--- ИСХОДНЫЙ ТЕКСТ ---
==========

И дольше века длится век

В один день 110 лет назад родились два известных драматурга Эрдман и Погодин. Оба – Николаи. И это, пожалуй, все, что их роднит.

Впрочем, еще одна вещь их сближает – их пьесы не востребованы сегодняшним театром. Потому надо ли их вспоминать вообще?

О них никто и не вспомнил за исключением Дмитрия Быкова, посвятившего им сравнительное жизнеописание ("а ля Плутарх").

Он вспомнил и сравнил, чтобы придти к выводу: "Сия пучина поглотила обоих в один момент". На поверхности, – замечает автор в конце своего эссе, – осталось несколько реприз типа: "То, о чем может подумать живой, может высказать сегодня только мертвый".

В наше время сказать то, что думаешь, может не только мертвый.

Тем не менее, на"сию пучину" стоит оглянуться. Стоит вспомнить хотя бы по одной пьесе каждого из них –"Самоубийцу" Эрдмана и "Кремлевские куранты" Погодина.

Та "пучина" и сегодня тяготит и манит. И советское прошлое нет-нет да покажется светом в конце туннеля, о чем свидетельствует немеркнущая слава сталинизма и живучесть того фантома, что называется "советским человеком".

***

Эрдман и Погодин – драматурги несоразмерные по своим художественным талантам. Первый – художник от Бога. Второй – от советской власти, которая какое-то время замещала собой бога.

Один драматург ей памятник воздвиг –"Поэма о топоре","Аристократы", Трилогия о Ленине…

Другой над ней надругался, как полагали советские идеологи, –"Мандат", "Самоубийца". (Что же до его соучастия в работе над фильмами "Веселые ребята", "Волга-Волга" и "Смелые люди", то это – для прокорма и в порядке выживания).

***

"Самоубийца" – пьеса, написанная в 28-м году; "Кремлевские куранты" сочинены в 40-м. Их героям – Семену Семеновичу Подсекальникову и Антону Ивановичу Забелину – в тот или иной момент прямо или фигурально хотелось уйти из жизни. Хотя они стоят на разных ступенях интеллектуальной лестницы. Один – стопроцентный обыватель, не помышляющий ни о чем другом, как о хлебе насущном, на ломоть которого можно было бы намазать кружок ливерной колбасы, другой – большой ученый, помышляющий об электрификации всей страны. Оба, однако, чувствуют, что их могут вот-вот арестовать, что ЧК на пороге.

У страха конечно, глаза велики, но не настолько, чтобы осознать масштаб несчастия.

Эрдман осознал. Ему ирония подсобила. Его герой – мелок, жалок, тщедушен, не понимает "исторического момента". Но он человек. Он чувствует себя человеком, разжалованным из человеческого сословия: "Жил человек, был человек и вдруг человека разжаловали. А за что?"

А за то, что он обыватель.

==========

--- ЗАДАНИЯ К ВЫПОЛНЕНИЮ ---
1 > Перепишите без изменений фрагмент текста об Эрдмане и Погодине. Начните со слов «И дольше века» и закончите словами «не только мертвый.».
2 > Перенесите полностью только те строки упражнения, которые начинаются со строки, содержащей «Target: ukulele neck», и заканчиваются строкой, содержащей «pixel 247 297». При этом к каждому числу координат в ответах прибавьте 71.

==========

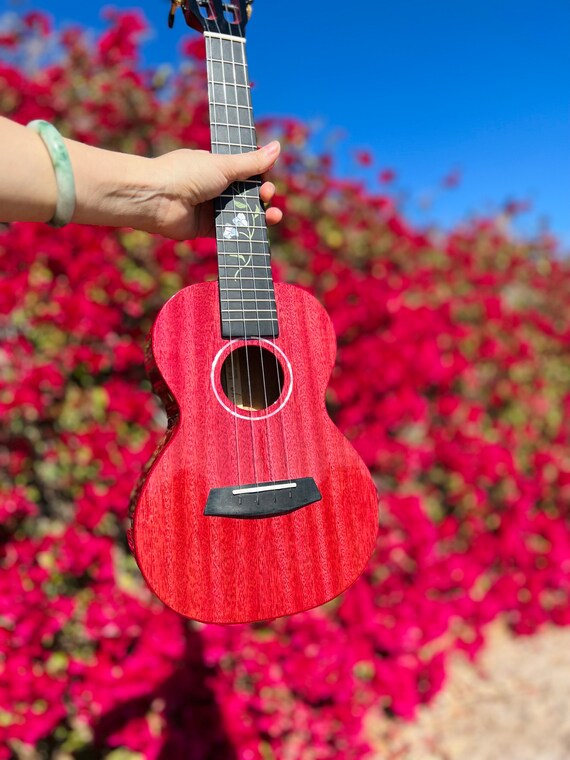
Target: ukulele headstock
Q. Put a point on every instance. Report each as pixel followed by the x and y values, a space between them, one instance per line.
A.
pixel 216 16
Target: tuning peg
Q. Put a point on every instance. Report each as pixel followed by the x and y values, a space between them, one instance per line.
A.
pixel 174 5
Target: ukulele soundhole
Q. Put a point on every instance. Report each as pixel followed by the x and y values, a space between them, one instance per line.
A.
pixel 252 377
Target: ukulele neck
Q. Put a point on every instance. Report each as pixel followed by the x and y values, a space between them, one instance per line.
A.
pixel 247 297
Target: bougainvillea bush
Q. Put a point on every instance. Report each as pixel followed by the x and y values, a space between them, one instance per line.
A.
pixel 452 380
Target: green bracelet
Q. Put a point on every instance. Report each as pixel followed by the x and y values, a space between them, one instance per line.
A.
pixel 65 205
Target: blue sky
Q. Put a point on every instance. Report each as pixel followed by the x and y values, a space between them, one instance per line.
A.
pixel 480 87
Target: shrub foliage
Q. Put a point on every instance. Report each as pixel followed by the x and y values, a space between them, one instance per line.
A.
pixel 452 380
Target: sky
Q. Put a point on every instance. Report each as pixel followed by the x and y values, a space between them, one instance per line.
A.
pixel 479 90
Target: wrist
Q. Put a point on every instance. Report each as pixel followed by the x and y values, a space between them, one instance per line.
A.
pixel 112 189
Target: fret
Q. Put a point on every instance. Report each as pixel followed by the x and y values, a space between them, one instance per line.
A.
pixel 230 125
pixel 247 266
pixel 241 294
pixel 242 279
pixel 230 84
pixel 243 147
pixel 244 300
pixel 231 310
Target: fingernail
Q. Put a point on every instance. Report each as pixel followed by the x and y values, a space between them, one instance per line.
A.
pixel 272 149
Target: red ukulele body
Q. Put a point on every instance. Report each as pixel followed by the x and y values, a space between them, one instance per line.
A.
pixel 254 506
pixel 230 569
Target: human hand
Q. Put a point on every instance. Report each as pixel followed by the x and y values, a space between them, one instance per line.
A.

==========

--- ОТВЕТЫ НА ЗАДАНИЯ ---
1 >
И дольше века длится век

В один день 110 лет назад родились два известных драматурга Эрдман и Погодин. Оба – Николаи. И это, пожалуй, все, что их роднит.

Впрочем, еще одна вещь их сближает – их пьесы не востребованы сегодняшним театром. Потому надо ли их вспоминать вообще?

О них никто и не вспомнил за исключением Дмитрия Быкова, посвятившего им сравнительное жизнеописание ("а ля Плутарх").

Он вспомнил и сравнил, чтобы придти к выводу: "Сия пучина поглотила обоих в один момент". На поверхности, – замечает автор в конце своего эссе, – осталось несколько реприз типа: "То, о чем может подумать живой, может высказать сегодня только мертвый".

В наше время сказать то, что думаешь, может не только мертвый.

2 >
Target: ukulele neck
Q. Put a point on every instance. Report each as pixel followed by the x and y values, a space between them, one instance per line.
A.
pixel 318 368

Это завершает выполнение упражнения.